**PAGE EXTRACT:**
* start *
Free-trade battle a lopsided affair

By Robert Bragg

Canada's great trade debate certainly isn't a fair fight and maybe that says it all.

On one side: Almost all the forces of capital, wealth, status and station in Canada stand united in favor.

Opposed: Small, infinitely less rich, disunited bands of Canadian nationalism and the likes of David Orchard.

At issue: Canada's economic future and, many suggest, Canada's political and societal sovereignty.

Ostensibly they quarrel over mere pieces of paper — the Canada-U.S. Free Trade Agreement, and the North America Free Trade Agreement.

The 1989 bilateral deal and the proposed 1994 extension to include Mexico pits Orchard's organization, Citizens Concerned About Free Trade (CCAFT), against the bodies such as the high powered Business Council on National Issues (BCNI).

Beneath the acronyms and the acrimony, serious issues are being debated in a lopsided contest that makes David and Goliath seem like an even match.

The BCNI, for instance, describes itself as "composed of the chief executive officers of 150 leading Canadian corporations. With about 1.5 million employees, member companies administer in excess of $1 trillion in assets, and have an annual turnover of approximately $390 billion."

Its members include Gargill Ltd., Bechtel Canada Inc., American Express Canada, Inc., 3M Canada Inc., ITT Canada Ltd., IBM Canada Ltd., Ford Motor Company of Canada Ltd., DuPont Canada Inc, General Electric Canada Inc. and General Motors of Canada Ltd.

The CCAFT, on the other hand, is headed by David Orchard, a fourth generation Saskatchewan farmer and author who sells copies of his book—The Fight for Canada: Four Centuries of Resistance to American Expansionism—out of the back seat of his car.

Orchard's is a solitary, but articulate, voice speaking against the trade deals to small but growing audiences of hundreds as he makes his way across Western Canada. Canadian historian Kenneth McNaught describes him as "heir to an old and honourable Canadian tradition: that of the farmer activist."
* end *
**DATASET:**
* start *
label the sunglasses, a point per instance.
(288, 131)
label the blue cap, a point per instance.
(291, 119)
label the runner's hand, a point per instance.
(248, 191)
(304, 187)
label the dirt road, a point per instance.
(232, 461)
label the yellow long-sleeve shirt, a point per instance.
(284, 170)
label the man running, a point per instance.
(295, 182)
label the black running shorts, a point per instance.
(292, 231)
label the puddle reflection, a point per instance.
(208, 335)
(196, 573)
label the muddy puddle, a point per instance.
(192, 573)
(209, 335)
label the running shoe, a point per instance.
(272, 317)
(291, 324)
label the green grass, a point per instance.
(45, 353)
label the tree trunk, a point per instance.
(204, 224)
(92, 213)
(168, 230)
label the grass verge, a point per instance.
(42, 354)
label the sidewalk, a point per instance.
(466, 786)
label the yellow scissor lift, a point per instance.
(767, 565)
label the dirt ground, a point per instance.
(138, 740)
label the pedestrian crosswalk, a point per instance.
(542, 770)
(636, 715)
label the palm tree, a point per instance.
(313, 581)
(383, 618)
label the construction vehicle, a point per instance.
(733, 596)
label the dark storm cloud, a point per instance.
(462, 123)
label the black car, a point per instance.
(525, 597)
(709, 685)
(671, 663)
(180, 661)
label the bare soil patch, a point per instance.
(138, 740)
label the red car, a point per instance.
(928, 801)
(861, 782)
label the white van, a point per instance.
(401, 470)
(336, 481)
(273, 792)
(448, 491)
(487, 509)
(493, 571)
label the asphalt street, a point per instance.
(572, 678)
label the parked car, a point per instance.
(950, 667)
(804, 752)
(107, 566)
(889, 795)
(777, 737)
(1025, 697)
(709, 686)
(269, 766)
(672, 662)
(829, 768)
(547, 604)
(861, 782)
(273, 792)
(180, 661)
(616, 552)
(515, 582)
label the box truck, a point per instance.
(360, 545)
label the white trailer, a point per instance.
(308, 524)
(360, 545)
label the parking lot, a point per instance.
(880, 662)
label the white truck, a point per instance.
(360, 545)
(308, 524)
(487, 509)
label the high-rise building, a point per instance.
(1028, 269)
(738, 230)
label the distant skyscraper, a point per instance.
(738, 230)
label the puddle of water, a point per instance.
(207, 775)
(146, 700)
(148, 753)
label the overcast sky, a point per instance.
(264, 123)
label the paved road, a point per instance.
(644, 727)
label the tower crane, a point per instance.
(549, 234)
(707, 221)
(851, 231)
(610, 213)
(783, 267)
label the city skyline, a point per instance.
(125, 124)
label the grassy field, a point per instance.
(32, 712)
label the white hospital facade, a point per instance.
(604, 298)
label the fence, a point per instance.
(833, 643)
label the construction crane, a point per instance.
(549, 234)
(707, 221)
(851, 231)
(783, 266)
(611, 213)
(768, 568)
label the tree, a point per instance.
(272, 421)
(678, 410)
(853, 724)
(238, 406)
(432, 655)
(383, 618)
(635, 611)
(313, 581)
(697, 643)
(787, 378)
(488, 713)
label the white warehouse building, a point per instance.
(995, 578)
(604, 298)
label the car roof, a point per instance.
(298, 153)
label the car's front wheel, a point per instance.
* end *
**WRITTEN INSTRUCTION 1:** Using the free-trade article, decide whether each statement agrees with it. Answer yes or no for each and quote the words of the article that decide it. (a) The BCNI is made up of the chief executive officers of 150 leading Canadian corporations. (b) David Orchard is a third generation Saskatchewan farmer. (c) Orchard sells his book from a bookstore.
**WRITTEN INSTRUCTION 2:** According to the free-trade article, what organization does David Orchard head?
**WRITTEN INSTRUCTION 3:** List every numerical figure the BCNI gives in its description of itself in the free-trade article.
The entries have no connection to the free-trade article.

**FINAL RESULT 1:**
(a) Yes: "composed of the chief executive officers of 150 leading Canadian corporations"
(b) No: "a fourth generation Saskatchewan farmer"
(c) No: "out of the back seat of his car"

**FINAL RESULT 2:** Citizens Concerned About Free Trade (CCAFT).

**FINAL RESULT 3:**
- 150 leading Canadian corporations
- about 1.5 million employees
- in excess of $1 trillion in assets
- an annual turnover of approximately $390 billion